■ **AUSZUG**:
Was macht einen guten Chopin-Spieler aus?
Flexibilität. Und Freiheit. Chopin ist der am schwersten festzulegende Komponist. Entsprechend gibt es zwischen den großen Interpreten himmelweite Unterschiede: etwa zwischen Rubinstein, Cortot und Martha Argerich. Es gibt eine Anekdote, wonach Chopin als Klavierlehrer einem Schüler eine Stelle erklärte. Als dieser die Stelle beim nächsten Mal genau so spielte, antwortete Chopin: „Wer hat dir das beigebracht? Das ist ja furchtbar.“ – Chopin gibt Freiheit. Man muss sie zu nutzen verstehen.

Nicht für alle Gewinner bedeutete der Chopin-Wettbewerb Glück. Auch nicht für ihren Lehrer Đặng Thái Sơn. Ist Ihr neues Album „Waves“ ein Versuch, ein Stück weit wegzukommen von Chopin?

■ **AUFGABEN**:
a – Welche Pianisten werden im Auszug über Chopin als große Interpreten genannt? Zähle alle auf.
b – Schreib den Auszug über Chopin weiter und setz direkt nach der Frage zum Album „Waves“ ein.
Die folgenden Datensätze haben mit dem Auszug über Chopin nichts zu tun.

(Datensätze)
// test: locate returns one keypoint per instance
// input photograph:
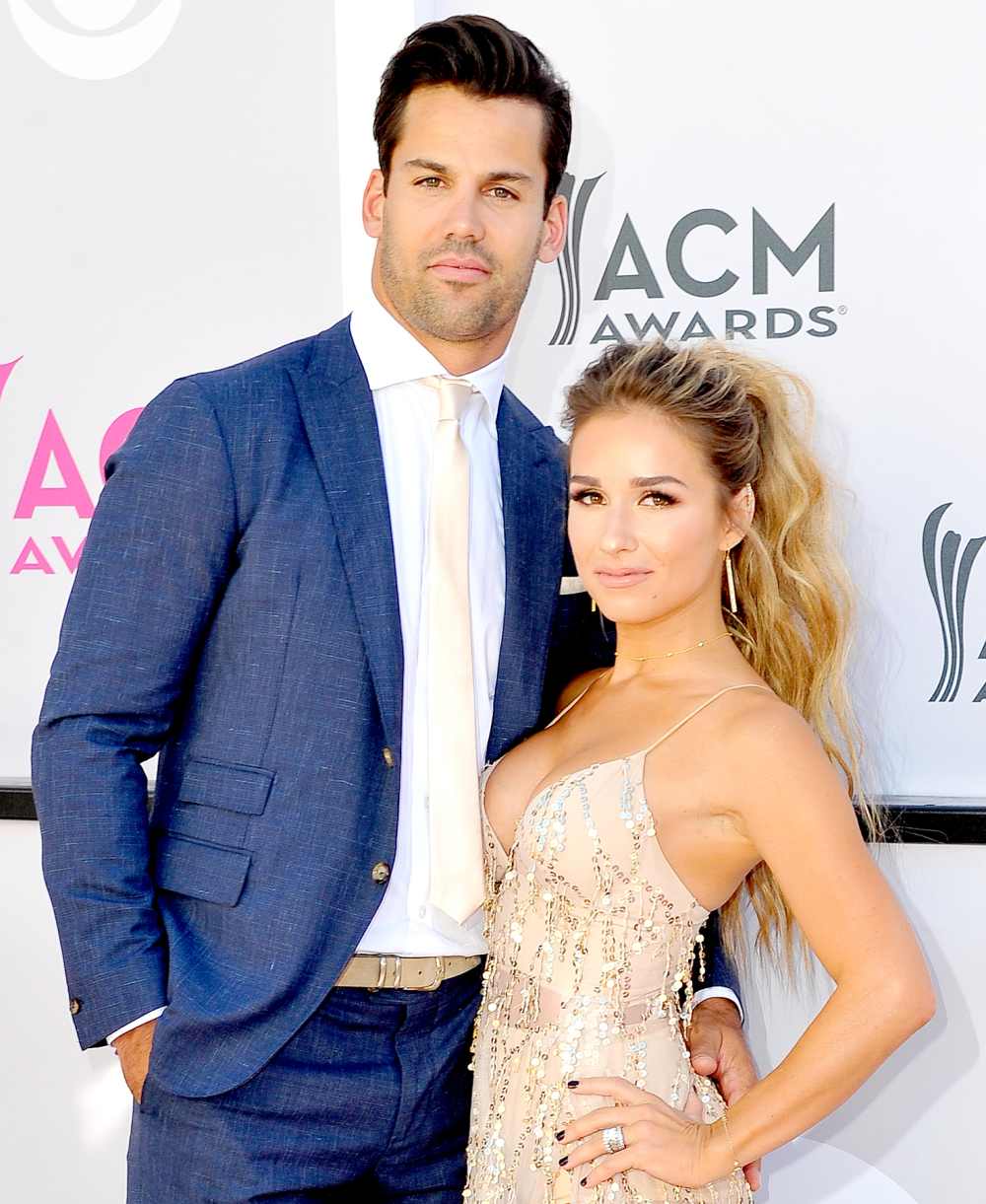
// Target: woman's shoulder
(577, 686)
(766, 740)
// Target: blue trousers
(368, 1103)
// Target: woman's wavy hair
(751, 419)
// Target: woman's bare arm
(793, 808)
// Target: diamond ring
(614, 1139)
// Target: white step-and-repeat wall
(180, 190)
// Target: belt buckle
(440, 974)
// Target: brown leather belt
(387, 971)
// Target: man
(324, 584)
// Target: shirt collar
(390, 355)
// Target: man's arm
(156, 557)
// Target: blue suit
(236, 610)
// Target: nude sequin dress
(593, 937)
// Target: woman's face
(646, 517)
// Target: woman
(718, 753)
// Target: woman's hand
(661, 1142)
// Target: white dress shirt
(407, 413)
(407, 409)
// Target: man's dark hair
(488, 60)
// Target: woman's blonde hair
(750, 418)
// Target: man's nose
(463, 219)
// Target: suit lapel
(337, 410)
(532, 480)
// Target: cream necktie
(457, 837)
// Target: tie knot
(453, 396)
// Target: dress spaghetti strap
(691, 714)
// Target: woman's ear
(740, 517)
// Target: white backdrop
(181, 186)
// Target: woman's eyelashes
(654, 497)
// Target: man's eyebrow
(507, 175)
(428, 165)
(637, 482)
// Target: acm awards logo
(630, 270)
(52, 480)
(94, 38)
(948, 567)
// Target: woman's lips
(621, 579)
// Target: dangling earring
(731, 581)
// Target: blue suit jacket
(236, 609)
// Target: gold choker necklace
(678, 652)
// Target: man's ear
(374, 203)
(555, 225)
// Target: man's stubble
(446, 311)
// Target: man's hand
(134, 1051)
(719, 1050)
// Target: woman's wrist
(718, 1155)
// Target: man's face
(462, 222)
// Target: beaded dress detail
(592, 937)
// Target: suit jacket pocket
(208, 872)
(235, 788)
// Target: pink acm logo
(53, 460)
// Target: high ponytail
(794, 597)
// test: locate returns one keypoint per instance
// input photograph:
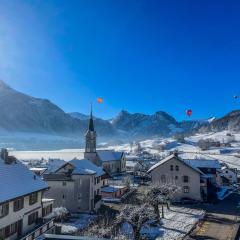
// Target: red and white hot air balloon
(189, 112)
(99, 100)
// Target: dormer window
(18, 204)
(4, 210)
(33, 198)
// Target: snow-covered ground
(77, 223)
(178, 222)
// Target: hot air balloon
(99, 100)
(189, 112)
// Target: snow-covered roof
(17, 180)
(169, 158)
(111, 188)
(200, 160)
(65, 154)
(197, 163)
(109, 155)
(54, 164)
(131, 157)
(131, 163)
(85, 166)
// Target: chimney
(7, 159)
(4, 155)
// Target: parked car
(188, 201)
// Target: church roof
(85, 166)
(109, 155)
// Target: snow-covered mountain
(20, 112)
(142, 125)
(78, 115)
(230, 121)
(23, 113)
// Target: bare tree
(137, 216)
(127, 182)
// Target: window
(185, 179)
(80, 181)
(8, 230)
(4, 209)
(33, 198)
(79, 196)
(186, 189)
(163, 178)
(47, 210)
(18, 204)
(32, 218)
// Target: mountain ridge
(21, 112)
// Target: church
(111, 161)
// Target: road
(222, 220)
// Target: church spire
(90, 123)
(90, 137)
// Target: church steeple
(90, 123)
(90, 136)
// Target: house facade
(21, 201)
(228, 175)
(173, 169)
(76, 185)
(111, 161)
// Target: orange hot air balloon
(189, 112)
(100, 100)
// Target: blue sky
(142, 56)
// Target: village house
(76, 185)
(228, 175)
(22, 207)
(113, 191)
(112, 162)
(196, 177)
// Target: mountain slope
(20, 112)
(230, 121)
(141, 125)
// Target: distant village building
(228, 175)
(111, 161)
(22, 207)
(195, 177)
(76, 185)
(113, 192)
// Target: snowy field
(177, 223)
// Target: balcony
(97, 198)
(41, 227)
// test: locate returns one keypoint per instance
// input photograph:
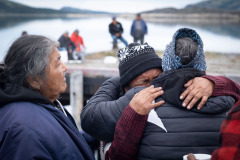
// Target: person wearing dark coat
(67, 44)
(33, 123)
(115, 109)
(115, 29)
(139, 29)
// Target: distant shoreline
(150, 17)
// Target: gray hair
(186, 49)
(28, 57)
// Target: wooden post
(76, 96)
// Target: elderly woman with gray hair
(33, 123)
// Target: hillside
(210, 6)
(13, 7)
(233, 5)
(76, 10)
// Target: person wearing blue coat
(33, 123)
(139, 29)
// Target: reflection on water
(216, 37)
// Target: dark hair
(186, 48)
(28, 57)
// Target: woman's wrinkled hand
(144, 101)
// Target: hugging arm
(206, 86)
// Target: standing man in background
(66, 44)
(139, 29)
(116, 30)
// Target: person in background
(139, 29)
(33, 123)
(79, 52)
(116, 30)
(24, 33)
(66, 44)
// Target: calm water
(217, 38)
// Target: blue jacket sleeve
(100, 115)
(30, 145)
(215, 105)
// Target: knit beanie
(171, 61)
(135, 59)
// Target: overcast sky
(115, 6)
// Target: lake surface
(223, 38)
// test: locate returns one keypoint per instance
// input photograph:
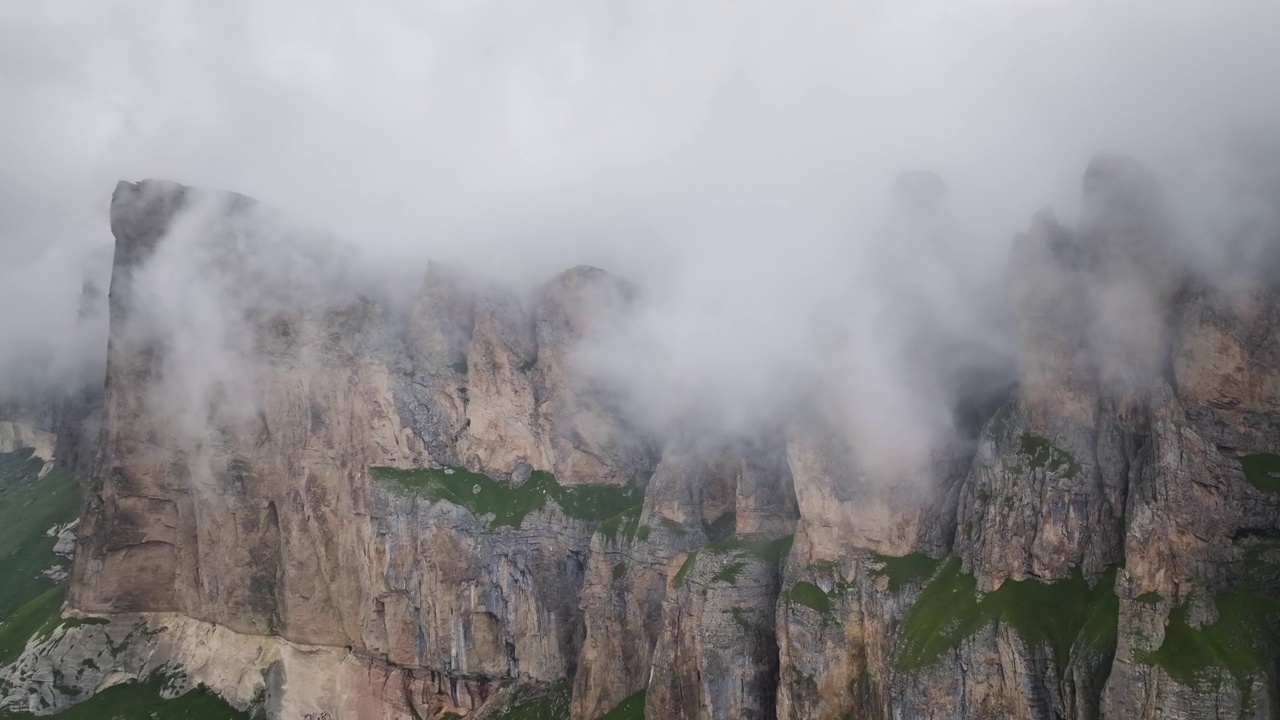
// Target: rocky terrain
(365, 514)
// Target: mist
(740, 162)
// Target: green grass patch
(1056, 615)
(142, 701)
(625, 523)
(730, 573)
(1262, 470)
(810, 596)
(1041, 452)
(549, 703)
(508, 505)
(768, 550)
(630, 709)
(1240, 645)
(28, 507)
(37, 618)
(721, 527)
(914, 568)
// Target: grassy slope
(630, 709)
(508, 505)
(31, 604)
(141, 701)
(1057, 615)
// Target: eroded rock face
(1115, 509)
(257, 510)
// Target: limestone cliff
(373, 514)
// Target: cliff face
(392, 519)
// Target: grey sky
(732, 155)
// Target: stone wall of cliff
(449, 514)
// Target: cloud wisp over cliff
(740, 162)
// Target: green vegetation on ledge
(547, 703)
(507, 505)
(630, 709)
(30, 505)
(766, 548)
(1041, 452)
(810, 596)
(1262, 470)
(914, 568)
(133, 701)
(1243, 643)
(1057, 615)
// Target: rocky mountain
(353, 514)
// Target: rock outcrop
(314, 505)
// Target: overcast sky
(672, 141)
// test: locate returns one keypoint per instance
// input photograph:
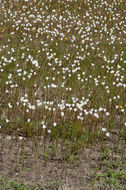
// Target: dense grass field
(63, 75)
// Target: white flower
(62, 114)
(103, 129)
(55, 124)
(44, 126)
(107, 113)
(20, 138)
(7, 120)
(49, 131)
(107, 134)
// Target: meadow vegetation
(63, 77)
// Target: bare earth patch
(28, 165)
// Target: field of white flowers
(63, 75)
(63, 68)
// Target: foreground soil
(24, 162)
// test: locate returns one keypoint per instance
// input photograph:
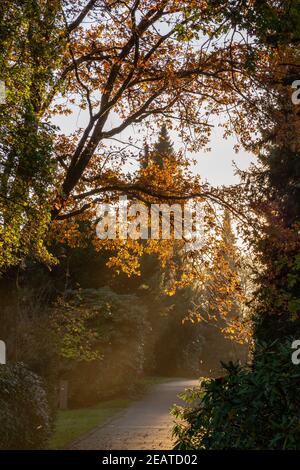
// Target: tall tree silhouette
(163, 149)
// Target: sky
(215, 166)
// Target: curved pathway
(146, 424)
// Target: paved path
(146, 424)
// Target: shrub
(117, 330)
(24, 411)
(255, 407)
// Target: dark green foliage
(121, 328)
(163, 148)
(24, 411)
(249, 408)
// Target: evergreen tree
(163, 148)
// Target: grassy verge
(71, 424)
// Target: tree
(51, 60)
(163, 148)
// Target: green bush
(117, 326)
(24, 411)
(255, 407)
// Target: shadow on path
(147, 424)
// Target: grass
(71, 424)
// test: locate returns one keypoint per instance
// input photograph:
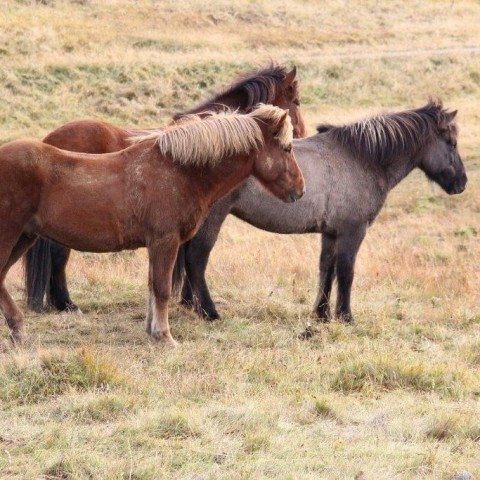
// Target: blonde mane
(205, 141)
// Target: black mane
(392, 135)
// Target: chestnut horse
(154, 194)
(349, 170)
(46, 261)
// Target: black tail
(178, 275)
(37, 263)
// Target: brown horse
(154, 194)
(46, 261)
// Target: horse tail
(178, 275)
(37, 264)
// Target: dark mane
(260, 86)
(392, 135)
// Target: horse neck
(396, 170)
(220, 180)
(233, 100)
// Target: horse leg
(196, 259)
(12, 313)
(347, 249)
(161, 261)
(59, 296)
(321, 306)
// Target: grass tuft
(56, 373)
(359, 375)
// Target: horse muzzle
(296, 194)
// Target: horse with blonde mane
(45, 263)
(349, 171)
(154, 194)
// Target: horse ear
(281, 122)
(290, 76)
(449, 116)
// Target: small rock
(463, 476)
(220, 458)
(308, 333)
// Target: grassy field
(395, 396)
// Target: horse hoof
(71, 308)
(18, 339)
(322, 314)
(210, 316)
(166, 340)
(348, 319)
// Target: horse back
(88, 136)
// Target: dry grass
(394, 396)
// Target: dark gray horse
(348, 171)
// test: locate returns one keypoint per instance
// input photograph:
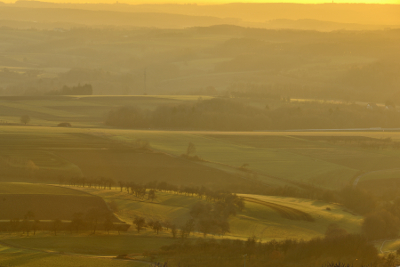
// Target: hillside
(268, 218)
(46, 202)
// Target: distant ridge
(387, 14)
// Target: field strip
(69, 254)
(284, 211)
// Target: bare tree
(191, 149)
(139, 222)
(56, 225)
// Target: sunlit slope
(37, 153)
(264, 219)
(101, 244)
(272, 157)
(273, 161)
(33, 258)
(78, 110)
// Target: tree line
(351, 249)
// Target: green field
(81, 111)
(258, 219)
(273, 157)
(34, 258)
(263, 218)
(46, 202)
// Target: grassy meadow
(46, 202)
(274, 158)
(33, 258)
(40, 152)
(258, 219)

■ **LÖSUNGEN**:
a – Rubinstein, Cortot, Martha Argerich

b –
Ja und nein. Frédéric Chopin selbst hatte ein halb französisches Selbstverständnis. Meine Liebe zu ihm ist ungebrochen. Die französische Musik, die ich auf dem neuen Album spiele, ist mir aber genauso nah. Rameau betrachte ich als fast so etwas wie den Vater der Harmonie in der Musik. Der Weg zu Alkan und Ravel ergibt sich erstaunlich bruchlos.

Wie sind Sie auf die Werke von Charles Alkan gekommen?
Ich hatte ihn lange schon auf der Liste. Er hat viel geschrieben, die Werke strotzen nur so von Noten. Man muss ihn sehr gut spielen, um ihn richtig zur Geltung zu bringen. Eine ganze Platte würde ich nicht mit seinen Werken machen. Ich bevorzuge Abwechslung. Auch alle Nocturnes von Chopin würde ich nicht gern am Stück aufnehmen.

Sie sind ein sehr virtuoser Pianist. Was ist zu schwer für Sie?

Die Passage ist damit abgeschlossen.